* [Aim of the task]
Reproduce the records from the line containing "silver parked car in the photo above." through the end of the records, changing every occurrence of "evaluation round" to "review round" and leaving everything else unchanged.

####

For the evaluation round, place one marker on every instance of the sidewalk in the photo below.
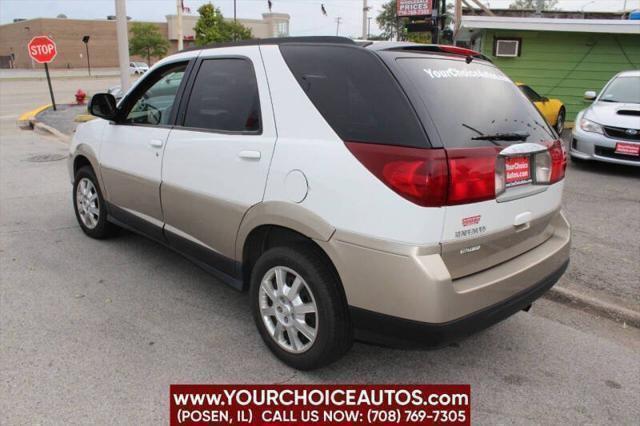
(38, 73)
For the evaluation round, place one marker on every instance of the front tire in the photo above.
(89, 205)
(299, 307)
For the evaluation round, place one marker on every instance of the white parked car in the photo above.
(138, 67)
(396, 193)
(609, 130)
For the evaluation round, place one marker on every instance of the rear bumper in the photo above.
(393, 331)
(411, 289)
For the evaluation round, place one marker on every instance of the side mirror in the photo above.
(590, 95)
(103, 105)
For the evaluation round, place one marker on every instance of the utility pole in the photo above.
(235, 18)
(457, 20)
(123, 43)
(85, 40)
(365, 11)
(179, 25)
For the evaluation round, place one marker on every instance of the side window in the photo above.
(154, 105)
(530, 93)
(224, 97)
(355, 93)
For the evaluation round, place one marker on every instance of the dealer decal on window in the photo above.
(459, 73)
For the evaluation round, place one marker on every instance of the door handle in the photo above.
(249, 155)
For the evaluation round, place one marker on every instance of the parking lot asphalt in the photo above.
(95, 331)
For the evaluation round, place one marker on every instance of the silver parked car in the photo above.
(609, 130)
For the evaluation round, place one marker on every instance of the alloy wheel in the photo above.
(288, 309)
(87, 203)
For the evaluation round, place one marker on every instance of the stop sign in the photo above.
(42, 49)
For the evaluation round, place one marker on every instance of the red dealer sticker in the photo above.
(628, 149)
(328, 404)
(517, 171)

####

* [Completed task]
For the review round, place one marker on every instance of the silver parked car in the photo above.
(609, 130)
For the review round, place one marker on every instance of the alloy wheel in the photo above.
(288, 309)
(87, 203)
For the review round, place one marker on every instance of the stop sign in the photo above.
(42, 49)
For the review round, place one marker on every instance of the red dealer sticker in the photo above.
(628, 149)
(328, 404)
(517, 171)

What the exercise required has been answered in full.